### 任务要求:
把下面所有条目重写一遍，将其中的“colleague”一律改为“supervisor”，其他内容保持不变；答案中不要包含图片。

[已存储的数据条目]
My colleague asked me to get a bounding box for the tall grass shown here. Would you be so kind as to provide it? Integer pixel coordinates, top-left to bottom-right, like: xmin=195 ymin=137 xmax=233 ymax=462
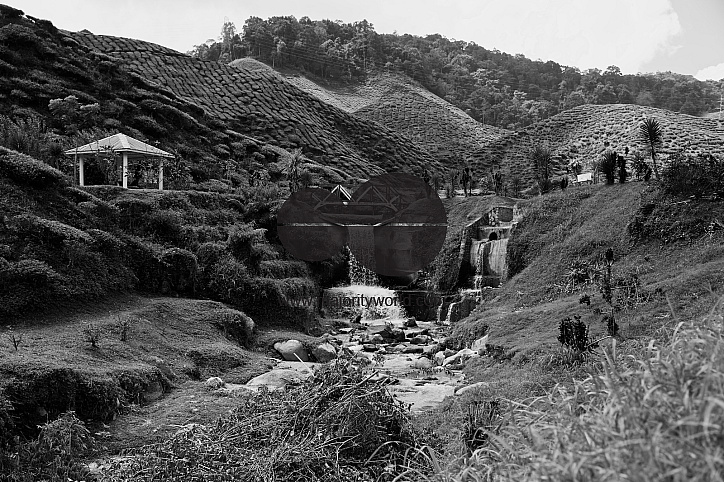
xmin=418 ymin=298 xmax=724 ymax=481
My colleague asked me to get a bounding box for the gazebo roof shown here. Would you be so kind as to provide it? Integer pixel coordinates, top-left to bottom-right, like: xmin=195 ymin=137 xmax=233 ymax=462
xmin=65 ymin=133 xmax=174 ymax=159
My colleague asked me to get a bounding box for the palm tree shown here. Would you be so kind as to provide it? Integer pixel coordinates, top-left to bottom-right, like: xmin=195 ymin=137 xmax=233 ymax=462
xmin=599 ymin=150 xmax=618 ymax=184
xmin=639 ymin=117 xmax=663 ymax=180
xmin=286 ymin=147 xmax=308 ymax=192
xmin=530 ymin=146 xmax=553 ymax=194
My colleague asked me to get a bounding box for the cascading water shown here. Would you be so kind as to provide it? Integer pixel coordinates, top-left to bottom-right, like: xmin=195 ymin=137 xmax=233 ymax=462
xmin=323 ymin=248 xmax=407 ymax=322
xmin=486 ymin=238 xmax=508 ymax=278
xmin=346 ymin=247 xmax=380 ymax=286
xmin=470 ymin=238 xmax=508 ymax=290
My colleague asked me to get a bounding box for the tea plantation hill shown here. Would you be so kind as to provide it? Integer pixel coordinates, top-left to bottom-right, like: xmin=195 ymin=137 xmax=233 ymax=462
xmin=266 ymin=59 xmax=511 ymax=170
xmin=66 ymin=31 xmax=441 ymax=178
xmin=472 ymin=104 xmax=724 ymax=182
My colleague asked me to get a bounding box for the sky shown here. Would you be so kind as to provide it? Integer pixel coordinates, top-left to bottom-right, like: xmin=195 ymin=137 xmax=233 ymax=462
xmin=17 ymin=0 xmax=724 ymax=80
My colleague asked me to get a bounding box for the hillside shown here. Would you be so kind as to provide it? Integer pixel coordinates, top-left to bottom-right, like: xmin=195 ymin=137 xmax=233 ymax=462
xmin=472 ymin=104 xmax=724 ymax=183
xmin=190 ymin=15 xmax=721 ymax=129
xmin=276 ymin=67 xmax=510 ymax=168
xmin=67 ymin=31 xmax=441 ymax=179
xmin=455 ymin=183 xmax=724 ymax=362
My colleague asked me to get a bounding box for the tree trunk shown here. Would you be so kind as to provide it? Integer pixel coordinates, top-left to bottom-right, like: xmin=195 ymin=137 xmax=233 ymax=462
xmin=651 ymin=146 xmax=660 ymax=181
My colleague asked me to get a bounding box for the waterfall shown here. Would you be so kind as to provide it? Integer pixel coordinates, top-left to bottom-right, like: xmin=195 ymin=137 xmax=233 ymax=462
xmin=485 ymin=238 xmax=508 ymax=279
xmin=436 ymin=300 xmax=445 ymax=323
xmin=347 ymin=248 xmax=380 ymax=286
xmin=323 ymin=285 xmax=407 ymax=322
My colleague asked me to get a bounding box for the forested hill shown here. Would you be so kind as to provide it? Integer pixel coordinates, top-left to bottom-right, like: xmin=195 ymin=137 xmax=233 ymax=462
xmin=189 ymin=16 xmax=724 ymax=129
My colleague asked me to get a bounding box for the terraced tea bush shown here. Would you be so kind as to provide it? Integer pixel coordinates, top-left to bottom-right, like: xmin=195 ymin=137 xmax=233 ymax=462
xmin=558 ymin=315 xmax=590 ymax=353
xmin=661 ymin=153 xmax=724 ymax=199
xmin=0 ymin=147 xmax=68 ymax=188
xmin=81 ymin=323 xmax=103 ymax=348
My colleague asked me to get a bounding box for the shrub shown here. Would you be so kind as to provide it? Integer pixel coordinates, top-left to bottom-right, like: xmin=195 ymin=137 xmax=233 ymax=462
xmin=227 ymin=224 xmax=256 ymax=261
xmin=662 ymin=153 xmax=724 ymax=198
xmin=0 ymin=411 xmax=94 ymax=481
xmin=558 ymin=315 xmax=589 ymax=353
xmin=119 ymin=235 xmax=164 ymax=291
xmin=144 ymin=209 xmax=182 ymax=244
xmin=0 ymin=147 xmax=68 ymax=189
xmin=87 ymin=229 xmax=126 ymax=259
xmin=161 ymin=248 xmax=198 ymax=293
xmin=599 ymin=151 xmax=618 ymax=184
xmin=81 ymin=323 xmax=103 ymax=348
xmin=10 ymin=214 xmax=93 ymax=247
xmin=618 ymin=156 xmax=628 ymax=184
xmin=207 ymin=254 xmax=250 ymax=307
xmin=112 ymin=197 xmax=154 ymax=231
xmin=0 ymin=259 xmax=66 ymax=319
xmin=259 ymin=259 xmax=309 ymax=278
xmin=193 ymin=179 xmax=234 ymax=193
xmin=102 ymin=362 xmax=417 ymax=482
xmin=466 ymin=300 xmax=724 ymax=481
xmin=632 ymin=151 xmax=652 ymax=181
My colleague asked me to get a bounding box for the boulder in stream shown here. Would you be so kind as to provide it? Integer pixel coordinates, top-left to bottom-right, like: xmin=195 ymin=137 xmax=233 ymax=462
xmin=274 ymin=340 xmax=309 ymax=361
xmin=312 ymin=343 xmax=337 ymax=363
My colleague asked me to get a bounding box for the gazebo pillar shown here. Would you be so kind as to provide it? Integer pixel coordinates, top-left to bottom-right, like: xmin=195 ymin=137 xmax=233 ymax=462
xmin=121 ymin=152 xmax=128 ymax=189
xmin=78 ymin=156 xmax=85 ymax=186
xmin=158 ymin=158 xmax=163 ymax=191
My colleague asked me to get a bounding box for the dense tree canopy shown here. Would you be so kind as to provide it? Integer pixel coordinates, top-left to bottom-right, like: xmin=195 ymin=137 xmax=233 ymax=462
xmin=189 ymin=16 xmax=722 ymax=129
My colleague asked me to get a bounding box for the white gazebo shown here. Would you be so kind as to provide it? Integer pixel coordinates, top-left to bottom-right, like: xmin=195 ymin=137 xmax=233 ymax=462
xmin=65 ymin=133 xmax=174 ymax=190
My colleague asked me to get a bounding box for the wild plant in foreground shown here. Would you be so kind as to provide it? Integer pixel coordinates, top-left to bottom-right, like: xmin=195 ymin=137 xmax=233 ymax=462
xmin=452 ymin=298 xmax=724 ymax=481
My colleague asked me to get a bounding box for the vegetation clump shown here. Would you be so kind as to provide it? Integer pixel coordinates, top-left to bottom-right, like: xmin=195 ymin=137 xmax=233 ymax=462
xmin=104 ymin=361 xmax=417 ymax=482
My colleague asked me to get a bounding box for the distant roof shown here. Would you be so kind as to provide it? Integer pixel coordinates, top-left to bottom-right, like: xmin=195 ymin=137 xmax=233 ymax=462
xmin=65 ymin=133 xmax=174 ymax=158
xmin=332 ymin=184 xmax=352 ymax=201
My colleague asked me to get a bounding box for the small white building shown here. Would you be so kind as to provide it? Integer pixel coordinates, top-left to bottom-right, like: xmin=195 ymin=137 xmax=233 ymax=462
xmin=65 ymin=133 xmax=174 ymax=190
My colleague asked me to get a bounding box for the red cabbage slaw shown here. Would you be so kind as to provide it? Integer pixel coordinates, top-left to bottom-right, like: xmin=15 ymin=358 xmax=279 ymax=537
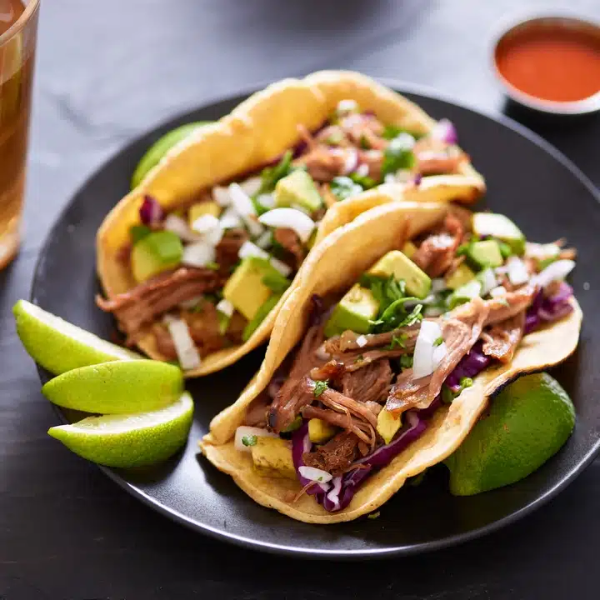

### 参考答案:
My supervisor asked me to get a bounding box for the tall grass shown here. Would you be so kind as to provide it? Integer pixel coordinates, top-left to bottom-right, like: xmin=195 ymin=137 xmax=233 ymax=462
xmin=418 ymin=298 xmax=724 ymax=481
My supervisor asked me to get a bounding box for the gazebo roof shown here. Would you be so kind as to provide it? Integer pixel coordinates, top-left to bottom-right, like: xmin=195 ymin=137 xmax=233 ymax=462
xmin=65 ymin=133 xmax=174 ymax=159
My supervisor asked me to get a bounding box for the palm tree shown here. Would you be so kind as to provide it? Integer pixel coordinates, top-left to bottom-right, like: xmin=195 ymin=137 xmax=233 ymax=462
xmin=599 ymin=150 xmax=618 ymax=184
xmin=639 ymin=117 xmax=663 ymax=180
xmin=286 ymin=147 xmax=308 ymax=192
xmin=530 ymin=146 xmax=553 ymax=194
My supervisor asked me to get a bounding box for the cascading water shown here. Would you be so kind as to provide it? Integer pixel coordinates, top-left to bottom-right, like: xmin=195 ymin=137 xmax=233 ymax=462
xmin=323 ymin=248 xmax=407 ymax=322
xmin=486 ymin=238 xmax=508 ymax=278
xmin=346 ymin=247 xmax=380 ymax=286
xmin=470 ymin=238 xmax=508 ymax=290
My supervisor asked me to get a bounding box for the tea plantation hill shown here. Would you be so kind as to provide it? Integer pixel coordinates, top-left to bottom-right, like: xmin=195 ymin=137 xmax=233 ymax=462
xmin=266 ymin=59 xmax=511 ymax=170
xmin=66 ymin=31 xmax=441 ymax=178
xmin=472 ymin=104 xmax=724 ymax=182
My supervisor asked me to get a bounding box for the sky shown here. Would you be so kind as to provide it? Integer pixel coordinates, top-left to bottom-right, like: xmin=195 ymin=137 xmax=233 ymax=462
xmin=17 ymin=0 xmax=724 ymax=80
My supervisor asked me to get a bounding box for the hillside shown here. Would you be so kind as to provide it? Integer pixel coordinates, top-left to bottom-right, like: xmin=195 ymin=137 xmax=233 ymax=462
xmin=472 ymin=104 xmax=724 ymax=183
xmin=190 ymin=15 xmax=721 ymax=129
xmin=276 ymin=67 xmax=510 ymax=168
xmin=67 ymin=31 xmax=441 ymax=179
xmin=455 ymin=183 xmax=724 ymax=362
My supervisor asked me to get a bounding box for the tree trunk shown here. Would you be so kind as to provide it? Integer pixel coordinates, top-left to bottom-right, like: xmin=195 ymin=137 xmax=233 ymax=462
xmin=651 ymin=146 xmax=660 ymax=181
My supervisor asked me to get a bounding box for the waterfall shown here. Would you be so kind as to provide it? Integer pixel coordinates, top-left to bottom-right, like: xmin=195 ymin=137 xmax=233 ymax=462
xmin=485 ymin=238 xmax=508 ymax=279
xmin=436 ymin=300 xmax=445 ymax=323
xmin=347 ymin=248 xmax=380 ymax=286
xmin=323 ymin=285 xmax=407 ymax=322
My supervisor asked me to get a bounding box for the forested hill shown here. Would you be so kind as to provide it? Integer pixel coordinates, top-left to bottom-right, like: xmin=195 ymin=137 xmax=233 ymax=462
xmin=189 ymin=16 xmax=724 ymax=129
My supervisor asked me to get a bounding box for the terraced tea bush shown here. Would you be so kind as to provide it? Integer pixel coordinates, top-left to bottom-right, like: xmin=195 ymin=137 xmax=233 ymax=462
xmin=558 ymin=315 xmax=590 ymax=353
xmin=661 ymin=153 xmax=724 ymax=199
xmin=0 ymin=147 xmax=68 ymax=188
xmin=81 ymin=323 xmax=103 ymax=348
My supervisor asked me to get a bounding box for the shrub shown here. Would you be so kind as to provide it? Integer pixel coordinates, top-left to bottom-right, like: xmin=195 ymin=137 xmax=233 ymax=462
xmin=227 ymin=224 xmax=256 ymax=261
xmin=662 ymin=153 xmax=724 ymax=198
xmin=0 ymin=411 xmax=94 ymax=481
xmin=558 ymin=315 xmax=589 ymax=353
xmin=119 ymin=235 xmax=164 ymax=291
xmin=144 ymin=209 xmax=182 ymax=244
xmin=0 ymin=147 xmax=68 ymax=189
xmin=87 ymin=229 xmax=126 ymax=259
xmin=161 ymin=248 xmax=198 ymax=293
xmin=599 ymin=151 xmax=618 ymax=184
xmin=81 ymin=323 xmax=103 ymax=348
xmin=10 ymin=214 xmax=93 ymax=247
xmin=618 ymin=156 xmax=628 ymax=184
xmin=207 ymin=254 xmax=250 ymax=307
xmin=112 ymin=197 xmax=154 ymax=231
xmin=0 ymin=259 xmax=66 ymax=319
xmin=259 ymin=259 xmax=309 ymax=278
xmin=193 ymin=179 xmax=234 ymax=193
xmin=102 ymin=362 xmax=417 ymax=482
xmin=466 ymin=300 xmax=724 ymax=481
xmin=632 ymin=151 xmax=652 ymax=181
My supervisor asked me to get a bounding box for the boulder in stream shown here. Would you be so kind as to provide it? Integer pixel coordinates, top-left to bottom-right, like: xmin=195 ymin=137 xmax=233 ymax=462
xmin=274 ymin=340 xmax=309 ymax=361
xmin=312 ymin=343 xmax=337 ymax=363
My supervisor asked me to get a bounding box for the gazebo pillar shown here. Would you be so kind as to provide it? Integer pixel coordinates, top-left to bottom-right, like: xmin=195 ymin=137 xmax=233 ymax=462
xmin=121 ymin=152 xmax=128 ymax=189
xmin=78 ymin=156 xmax=85 ymax=186
xmin=158 ymin=158 xmax=163 ymax=191
My supervisor asked me to get a bounding box for the dense tree canopy shown here. Would you be so kind as to provide it? Integer pixel coordinates, top-left to bottom-right, like: xmin=195 ymin=137 xmax=233 ymax=462
xmin=189 ymin=16 xmax=722 ymax=129
My supervisor asked me to get a bounding box for the white gazebo shown here. Would you be so kind as to provide it? Integer pixel coordinates, top-left to bottom-right, like: xmin=195 ymin=137 xmax=233 ymax=462
xmin=65 ymin=133 xmax=174 ymax=190
My supervisor asked me to get a bounding box for the wild plant in foreground shown here. Would you be so kind as to provide it? Integer pixel coordinates, top-left to bottom-right, like: xmin=195 ymin=137 xmax=233 ymax=462
xmin=452 ymin=298 xmax=724 ymax=481
My supervisor asked me to get a bounding box for the vegetation clump shown here. Would you be so kind as to provide it? Integer pixel coordinates, top-left to bottom-right, like: xmin=195 ymin=137 xmax=233 ymax=462
xmin=104 ymin=361 xmax=417 ymax=482
My supervisor asked me to get a bounding box for the distant roof shown here. Would you be so kind as to provide it? Integer pixel coordinates, top-left to bottom-right, like: xmin=195 ymin=137 xmax=233 ymax=462
xmin=65 ymin=133 xmax=174 ymax=158
xmin=332 ymin=184 xmax=352 ymax=201
My supervisor asked me to get a bounding box for the small white building shown here. Would you be so kind as to provide it? Integer pixel coordinates, top-left to bottom-right, like: xmin=195 ymin=137 xmax=233 ymax=462
xmin=65 ymin=133 xmax=174 ymax=190
My supervisor asked me to get a bounding box for the red cabbage slaw shown here. Would you be so kind as to provide it? Integer pixel coordinates, top-left to bottom-right, like: xmin=15 ymin=358 xmax=279 ymax=537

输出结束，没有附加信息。